> **SOURCE EXTRACT**:
^^^^^^^^^^^^^^^^
A congressman who introduced a bill that would bar mandatory vaccination says he’s been contacted by military members who say they will quit of the Pentagon requires them to get a COVID shot.
Rep. Thomas Massie, R-Ky., was reacting on Twitter to an Army Times report that the Army “has directed commands to prepare to administer mandatory COVID-19 vaccines as early as Sept. 1, pending full Food and Drug Administration licensure.”
I’ve been contacted by members of our voluntary military who say they will quit if the COVID vaccine is mandated.
I introduced HR 3860 to prohibit any mandatory requirement that a member of the Armed Forces receive a vaccination against COVID-19.
It now has 24 sponsors. https://t.co/lbqYESmBYy
— Thomas Massie (@RepThomasMassie) July 3, 2021
The vaccines are now under Emergency Use Authorization, with Pfizer’s clinical trial scheduled by be completed by January 2023.
^^^^^^^^^^^^^^^^
> **DATA LISTING**:
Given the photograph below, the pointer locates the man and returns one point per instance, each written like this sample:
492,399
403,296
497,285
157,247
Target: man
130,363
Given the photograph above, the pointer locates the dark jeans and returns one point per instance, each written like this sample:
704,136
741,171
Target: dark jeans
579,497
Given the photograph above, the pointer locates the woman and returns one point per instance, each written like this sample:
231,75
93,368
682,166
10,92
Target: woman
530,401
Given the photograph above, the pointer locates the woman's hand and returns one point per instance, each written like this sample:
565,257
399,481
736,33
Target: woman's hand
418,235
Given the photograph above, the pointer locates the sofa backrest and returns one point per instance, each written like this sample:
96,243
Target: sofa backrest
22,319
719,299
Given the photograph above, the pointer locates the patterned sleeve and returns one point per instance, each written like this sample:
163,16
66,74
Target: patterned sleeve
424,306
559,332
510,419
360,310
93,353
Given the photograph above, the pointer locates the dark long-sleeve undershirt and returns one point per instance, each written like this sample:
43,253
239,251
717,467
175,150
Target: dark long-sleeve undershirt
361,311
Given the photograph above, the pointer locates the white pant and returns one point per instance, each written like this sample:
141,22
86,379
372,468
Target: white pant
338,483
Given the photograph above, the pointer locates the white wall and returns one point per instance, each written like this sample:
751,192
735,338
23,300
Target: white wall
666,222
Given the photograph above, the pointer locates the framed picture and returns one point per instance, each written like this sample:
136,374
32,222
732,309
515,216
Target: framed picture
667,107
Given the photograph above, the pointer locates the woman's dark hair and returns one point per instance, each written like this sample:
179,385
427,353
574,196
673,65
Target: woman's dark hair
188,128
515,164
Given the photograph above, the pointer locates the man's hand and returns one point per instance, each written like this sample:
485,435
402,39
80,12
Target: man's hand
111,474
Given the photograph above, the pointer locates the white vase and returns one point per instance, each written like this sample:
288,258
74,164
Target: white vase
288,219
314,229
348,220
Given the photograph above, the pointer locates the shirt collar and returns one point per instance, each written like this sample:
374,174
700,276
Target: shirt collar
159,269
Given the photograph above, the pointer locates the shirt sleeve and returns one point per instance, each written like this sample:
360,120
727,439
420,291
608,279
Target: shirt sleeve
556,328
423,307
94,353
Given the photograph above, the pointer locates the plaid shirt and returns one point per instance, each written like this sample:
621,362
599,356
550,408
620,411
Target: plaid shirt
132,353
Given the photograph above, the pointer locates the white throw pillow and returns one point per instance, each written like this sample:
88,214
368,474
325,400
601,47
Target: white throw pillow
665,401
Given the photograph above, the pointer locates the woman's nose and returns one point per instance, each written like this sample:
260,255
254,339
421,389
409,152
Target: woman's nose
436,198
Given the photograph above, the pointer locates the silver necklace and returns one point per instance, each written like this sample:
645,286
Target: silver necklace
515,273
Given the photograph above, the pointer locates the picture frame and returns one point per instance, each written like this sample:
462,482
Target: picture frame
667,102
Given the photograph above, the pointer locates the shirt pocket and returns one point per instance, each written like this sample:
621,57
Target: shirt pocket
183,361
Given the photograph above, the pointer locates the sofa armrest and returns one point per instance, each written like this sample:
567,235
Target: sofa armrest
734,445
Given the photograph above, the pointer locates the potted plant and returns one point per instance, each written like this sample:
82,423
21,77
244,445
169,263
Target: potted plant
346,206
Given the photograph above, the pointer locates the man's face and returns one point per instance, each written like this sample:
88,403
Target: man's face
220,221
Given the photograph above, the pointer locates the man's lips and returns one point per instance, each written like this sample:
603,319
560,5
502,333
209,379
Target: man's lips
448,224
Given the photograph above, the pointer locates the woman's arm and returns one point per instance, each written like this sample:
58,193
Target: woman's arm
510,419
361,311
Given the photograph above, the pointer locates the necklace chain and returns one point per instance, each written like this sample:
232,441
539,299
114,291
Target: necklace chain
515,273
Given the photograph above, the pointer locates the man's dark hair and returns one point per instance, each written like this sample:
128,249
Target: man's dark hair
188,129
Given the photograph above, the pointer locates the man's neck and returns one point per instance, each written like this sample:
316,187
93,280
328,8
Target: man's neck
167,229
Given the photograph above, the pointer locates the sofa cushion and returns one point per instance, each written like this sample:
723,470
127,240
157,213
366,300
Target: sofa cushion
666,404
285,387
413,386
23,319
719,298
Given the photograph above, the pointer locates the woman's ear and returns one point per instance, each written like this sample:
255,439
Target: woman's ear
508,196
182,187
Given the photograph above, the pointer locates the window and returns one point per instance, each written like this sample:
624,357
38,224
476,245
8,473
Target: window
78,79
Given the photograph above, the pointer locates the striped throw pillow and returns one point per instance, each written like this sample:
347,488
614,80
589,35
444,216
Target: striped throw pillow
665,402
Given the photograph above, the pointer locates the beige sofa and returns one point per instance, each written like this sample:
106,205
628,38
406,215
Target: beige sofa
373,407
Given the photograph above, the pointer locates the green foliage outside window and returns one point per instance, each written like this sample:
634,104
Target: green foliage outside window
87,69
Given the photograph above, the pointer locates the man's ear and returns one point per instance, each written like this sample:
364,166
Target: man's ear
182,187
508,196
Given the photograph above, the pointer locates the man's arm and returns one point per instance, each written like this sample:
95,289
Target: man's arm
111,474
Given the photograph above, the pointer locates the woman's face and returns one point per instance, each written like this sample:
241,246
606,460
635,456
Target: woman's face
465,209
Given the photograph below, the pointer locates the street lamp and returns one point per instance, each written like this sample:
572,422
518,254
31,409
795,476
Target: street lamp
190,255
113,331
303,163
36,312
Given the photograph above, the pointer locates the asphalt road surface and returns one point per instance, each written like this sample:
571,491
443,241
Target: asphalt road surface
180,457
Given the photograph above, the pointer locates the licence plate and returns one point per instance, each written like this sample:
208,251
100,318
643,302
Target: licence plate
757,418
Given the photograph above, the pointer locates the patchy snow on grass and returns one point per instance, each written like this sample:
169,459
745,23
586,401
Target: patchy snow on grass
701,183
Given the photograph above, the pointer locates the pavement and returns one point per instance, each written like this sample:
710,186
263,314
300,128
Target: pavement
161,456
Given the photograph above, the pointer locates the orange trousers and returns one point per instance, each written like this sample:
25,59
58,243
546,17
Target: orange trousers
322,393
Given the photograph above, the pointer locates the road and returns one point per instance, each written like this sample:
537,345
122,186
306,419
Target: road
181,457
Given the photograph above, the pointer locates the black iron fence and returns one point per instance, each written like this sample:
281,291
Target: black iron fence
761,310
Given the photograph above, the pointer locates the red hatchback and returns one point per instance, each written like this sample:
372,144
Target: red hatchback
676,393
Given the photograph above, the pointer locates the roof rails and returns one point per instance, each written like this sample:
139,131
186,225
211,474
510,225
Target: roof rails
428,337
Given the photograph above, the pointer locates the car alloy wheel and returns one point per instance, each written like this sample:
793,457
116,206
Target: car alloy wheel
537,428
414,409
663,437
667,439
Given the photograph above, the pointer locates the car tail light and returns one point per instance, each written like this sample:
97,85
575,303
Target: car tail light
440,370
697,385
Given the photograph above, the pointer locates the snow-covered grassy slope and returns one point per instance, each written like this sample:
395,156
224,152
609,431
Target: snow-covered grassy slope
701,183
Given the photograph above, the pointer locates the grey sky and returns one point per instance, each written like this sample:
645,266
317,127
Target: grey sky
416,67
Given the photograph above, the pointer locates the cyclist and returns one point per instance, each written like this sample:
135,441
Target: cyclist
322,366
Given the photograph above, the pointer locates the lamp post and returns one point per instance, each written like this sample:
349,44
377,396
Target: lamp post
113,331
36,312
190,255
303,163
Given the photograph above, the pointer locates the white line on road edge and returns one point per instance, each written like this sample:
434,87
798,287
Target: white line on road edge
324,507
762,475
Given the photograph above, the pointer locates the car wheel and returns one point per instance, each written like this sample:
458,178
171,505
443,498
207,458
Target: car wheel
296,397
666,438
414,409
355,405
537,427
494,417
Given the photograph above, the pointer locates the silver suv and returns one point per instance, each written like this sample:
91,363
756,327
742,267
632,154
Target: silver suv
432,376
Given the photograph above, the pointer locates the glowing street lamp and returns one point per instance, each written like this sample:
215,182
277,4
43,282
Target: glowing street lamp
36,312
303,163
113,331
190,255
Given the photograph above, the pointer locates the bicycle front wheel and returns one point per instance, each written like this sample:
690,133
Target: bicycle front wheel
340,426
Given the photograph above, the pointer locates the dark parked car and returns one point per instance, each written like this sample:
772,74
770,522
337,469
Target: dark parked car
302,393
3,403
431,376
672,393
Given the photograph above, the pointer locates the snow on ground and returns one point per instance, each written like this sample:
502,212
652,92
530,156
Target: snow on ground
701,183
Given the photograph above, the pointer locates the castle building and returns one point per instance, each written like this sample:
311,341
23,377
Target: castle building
^^^^^^^^^^^^^^^^
> **WORK TASK 1**: According to the article on the military COVID vaccine mandate, how many sponsors does HR 3860 now have?
> **WORK TASK 2**: Continue the article on the military COVID vaccine mandate from its last sentence.
The data are drawn from a source unrelated to the text.

> **EXERCISE RESULT 1**: 24

> **EXERCISE RESULT 2**:
“Should the FDA approve it then I am certain Pentagon leadership will take a look at what our options are going forward, including the potential options of making it mandatory,” he said. “But I’m not going to get too far ahead of process right now.”
Pfizer and BioNTech, as well as Moderna, recently submitted applications for full approval of their vaccines. The FDA is now deciding whether or not to grant “priority review,” which renders a decision within six months.
Kirby said Tuesday that top Pentagon brass are considering the next steps.
“We are a planning organization. I don’t think that should surprise anybody that we’re trying to think about what the implications would be and how we would react to that,” he said.
The Pentagon, meanwhile, will continue to promote the vaccines, insisting they’re “safe, they’re effective.”
“And it’s really the best incentive to protect you, your families, and your teammates,” Kirby said.
The Pentagon said June 30 that nearly 69% of military personnel have received at least one dose of a COVID vaccine.